▸ **What you have to do**
Print the items below word for word, but leave out the pictures.

[Items from a labeling collection]

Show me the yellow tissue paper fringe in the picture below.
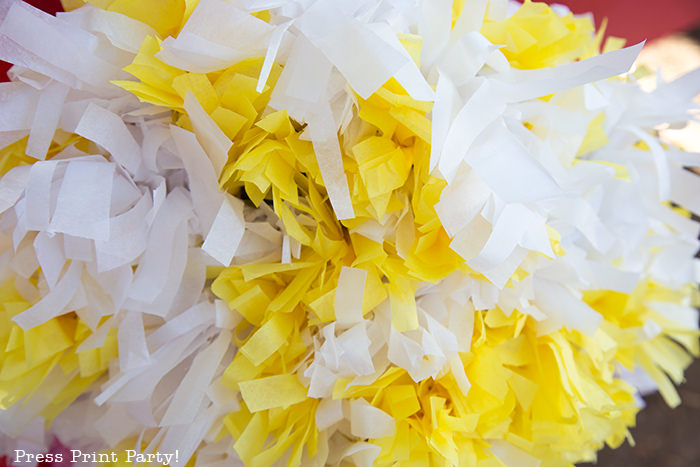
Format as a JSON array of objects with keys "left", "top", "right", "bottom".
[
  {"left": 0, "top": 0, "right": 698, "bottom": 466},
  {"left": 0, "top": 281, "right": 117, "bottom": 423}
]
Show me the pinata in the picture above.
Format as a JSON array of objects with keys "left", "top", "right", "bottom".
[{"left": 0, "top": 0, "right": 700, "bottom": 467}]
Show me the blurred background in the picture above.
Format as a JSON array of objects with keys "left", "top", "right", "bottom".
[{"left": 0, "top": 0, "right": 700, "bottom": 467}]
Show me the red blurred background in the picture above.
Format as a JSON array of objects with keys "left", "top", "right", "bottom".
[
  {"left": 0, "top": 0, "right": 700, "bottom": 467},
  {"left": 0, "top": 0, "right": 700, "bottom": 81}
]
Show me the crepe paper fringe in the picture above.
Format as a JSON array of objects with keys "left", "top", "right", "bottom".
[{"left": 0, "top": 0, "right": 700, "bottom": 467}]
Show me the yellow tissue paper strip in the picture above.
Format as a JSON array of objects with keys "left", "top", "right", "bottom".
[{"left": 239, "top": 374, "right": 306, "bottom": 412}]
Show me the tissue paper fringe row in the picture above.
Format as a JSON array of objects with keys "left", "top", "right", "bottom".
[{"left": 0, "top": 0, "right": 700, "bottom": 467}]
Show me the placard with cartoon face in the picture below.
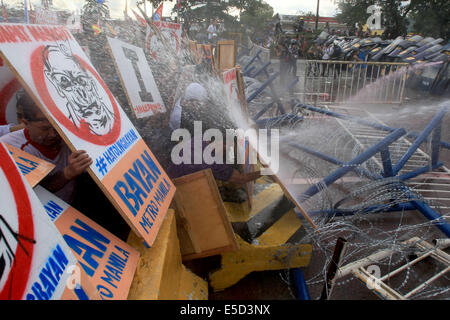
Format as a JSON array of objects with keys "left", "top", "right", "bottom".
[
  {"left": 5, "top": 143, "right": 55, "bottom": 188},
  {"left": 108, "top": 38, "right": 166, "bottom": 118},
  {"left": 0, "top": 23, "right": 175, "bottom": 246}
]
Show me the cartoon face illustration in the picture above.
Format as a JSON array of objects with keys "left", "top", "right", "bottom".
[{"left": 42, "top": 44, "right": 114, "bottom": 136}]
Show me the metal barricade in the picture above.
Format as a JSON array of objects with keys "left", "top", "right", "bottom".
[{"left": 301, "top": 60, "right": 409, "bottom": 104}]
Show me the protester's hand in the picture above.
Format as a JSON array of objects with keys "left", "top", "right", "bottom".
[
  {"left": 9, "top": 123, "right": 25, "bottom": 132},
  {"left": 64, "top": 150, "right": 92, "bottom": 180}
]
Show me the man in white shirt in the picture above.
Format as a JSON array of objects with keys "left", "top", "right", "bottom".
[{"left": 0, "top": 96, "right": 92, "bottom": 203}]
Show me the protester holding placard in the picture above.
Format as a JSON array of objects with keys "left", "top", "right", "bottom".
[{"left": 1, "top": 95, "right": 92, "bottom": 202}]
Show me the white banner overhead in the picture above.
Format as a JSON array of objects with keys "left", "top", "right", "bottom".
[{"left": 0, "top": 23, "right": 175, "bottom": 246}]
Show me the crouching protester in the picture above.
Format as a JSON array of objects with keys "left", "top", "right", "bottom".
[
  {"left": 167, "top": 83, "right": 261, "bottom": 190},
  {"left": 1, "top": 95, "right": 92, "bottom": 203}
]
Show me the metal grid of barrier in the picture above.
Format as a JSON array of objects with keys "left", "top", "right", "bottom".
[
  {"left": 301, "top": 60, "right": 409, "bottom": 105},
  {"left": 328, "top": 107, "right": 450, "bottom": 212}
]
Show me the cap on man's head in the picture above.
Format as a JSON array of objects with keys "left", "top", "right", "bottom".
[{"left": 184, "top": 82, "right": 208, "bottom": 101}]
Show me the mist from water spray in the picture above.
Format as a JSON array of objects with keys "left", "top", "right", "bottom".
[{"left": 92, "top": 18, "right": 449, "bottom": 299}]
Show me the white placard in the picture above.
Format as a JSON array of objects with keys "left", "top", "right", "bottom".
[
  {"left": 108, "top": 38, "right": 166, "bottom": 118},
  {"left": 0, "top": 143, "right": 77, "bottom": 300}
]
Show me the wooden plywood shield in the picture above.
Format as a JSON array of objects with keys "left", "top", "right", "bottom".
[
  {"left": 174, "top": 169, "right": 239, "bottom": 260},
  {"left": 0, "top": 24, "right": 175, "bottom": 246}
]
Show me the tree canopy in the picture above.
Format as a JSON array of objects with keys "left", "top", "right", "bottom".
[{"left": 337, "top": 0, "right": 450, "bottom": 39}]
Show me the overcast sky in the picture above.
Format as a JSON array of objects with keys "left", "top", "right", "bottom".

▸ **Reply to the task**
Show me the yellow tissue paper fringe in the picture below.
Format as a JSON array of objects with keys "left", "top", "right", "bottom".
[
  {"left": 0, "top": 0, "right": 698, "bottom": 466},
  {"left": 0, "top": 281, "right": 117, "bottom": 423}
]
Show me the pinata in the picture above.
Format as a JSON array of objects with keys "left", "top", "right", "bottom".
[{"left": 0, "top": 0, "right": 700, "bottom": 467}]
Show me the blurred background in the picture above.
Format as a JSON array of objects with keys "left", "top", "right", "bottom".
[{"left": 0, "top": 0, "right": 700, "bottom": 467}]
Show me the red blurred background in the picture above.
Format as a JSON array of objects with keys "left", "top", "right", "bottom".
[
  {"left": 0, "top": 0, "right": 700, "bottom": 467},
  {"left": 0, "top": 0, "right": 700, "bottom": 81}
]
Show me the crepe paper fringe in the picture above.
Format as a JSON array of objects with keys "left", "top", "right", "bottom".
[{"left": 0, "top": 0, "right": 700, "bottom": 467}]
Show me the yellow tissue paper strip in the picture above.
Format as a JSON array of objects with keys "left", "top", "right", "bottom".
[{"left": 239, "top": 374, "right": 306, "bottom": 412}]
Show me the tissue paper fringe row in the picture above.
Format as a JSON array of objects with keys "left", "top", "right", "bottom".
[{"left": 0, "top": 0, "right": 700, "bottom": 467}]
Show me the placard with cartoon face in the picture below.
Format as a JSON array of objects with keys "left", "top", "right", "bottom".
[
  {"left": 5, "top": 143, "right": 55, "bottom": 188},
  {"left": 108, "top": 38, "right": 166, "bottom": 118},
  {"left": 0, "top": 23, "right": 175, "bottom": 246}
]
Show me the cartoon face illustration in the picture above.
Format as a JSON array of objects with keys "left", "top", "right", "bottom".
[{"left": 42, "top": 44, "right": 114, "bottom": 136}]
Show me the metal barricade in the picture above.
Format as a JSON array of objects with keys "left", "top", "right", "bottom".
[{"left": 301, "top": 60, "right": 409, "bottom": 104}]
Show me the protester's hand in the picture above.
Format as a JSON array of objects with keys "left", "top", "right", "bottom".
[
  {"left": 9, "top": 123, "right": 25, "bottom": 132},
  {"left": 64, "top": 150, "right": 92, "bottom": 180}
]
Show me the man in white shirt in the picture above.
Format as a JSON array of objects with keys "left", "top", "right", "bottom".
[{"left": 0, "top": 96, "right": 92, "bottom": 203}]
Show me the protester holding placard in the picture above.
Format as a JSON array of objects with keys "left", "top", "right", "bottom".
[{"left": 1, "top": 95, "right": 92, "bottom": 202}]
Show me the white banner overhead in the picture above.
Format as a JSON array of objects with keys "left", "top", "right", "bottom".
[{"left": 0, "top": 23, "right": 175, "bottom": 246}]
Show me the crouching protester in the picture above.
Format as a JSON array of objects with keys "left", "top", "right", "bottom".
[
  {"left": 167, "top": 83, "right": 261, "bottom": 190},
  {"left": 1, "top": 95, "right": 92, "bottom": 203}
]
Show me the metal grid of barrier in the picture above.
Format as a JSON array of objects with keys "left", "top", "right", "bottom".
[
  {"left": 301, "top": 60, "right": 409, "bottom": 105},
  {"left": 328, "top": 107, "right": 450, "bottom": 212}
]
Show me the cap on man's head in the picture above.
Format as a JSON array of objects with keys "left", "top", "right", "bottom".
[{"left": 184, "top": 82, "right": 208, "bottom": 101}]
Show me the mist from water spray in the picture above.
Format as a JSON array of objects with keys "left", "top", "right", "bottom".
[{"left": 92, "top": 18, "right": 449, "bottom": 299}]
Show me the white placard in the picture above.
Format as a JSON array of objects with keys "left", "top", "right", "bottom".
[
  {"left": 108, "top": 38, "right": 166, "bottom": 118},
  {"left": 0, "top": 143, "right": 77, "bottom": 300}
]
Show me the wooden plywood shield in the picture above.
Format as a JSON array of objects with keys "left", "top", "right", "bottom".
[
  {"left": 174, "top": 169, "right": 239, "bottom": 260},
  {"left": 0, "top": 24, "right": 175, "bottom": 246}
]
Show me the tree canopy in the picture above.
Format as a JSON array of objects with keys "left", "top", "right", "bottom".
[{"left": 337, "top": 0, "right": 450, "bottom": 39}]
Show me the overcast sky in the picture above.
Format as a JSON array of objects with keys "left", "top", "right", "bottom".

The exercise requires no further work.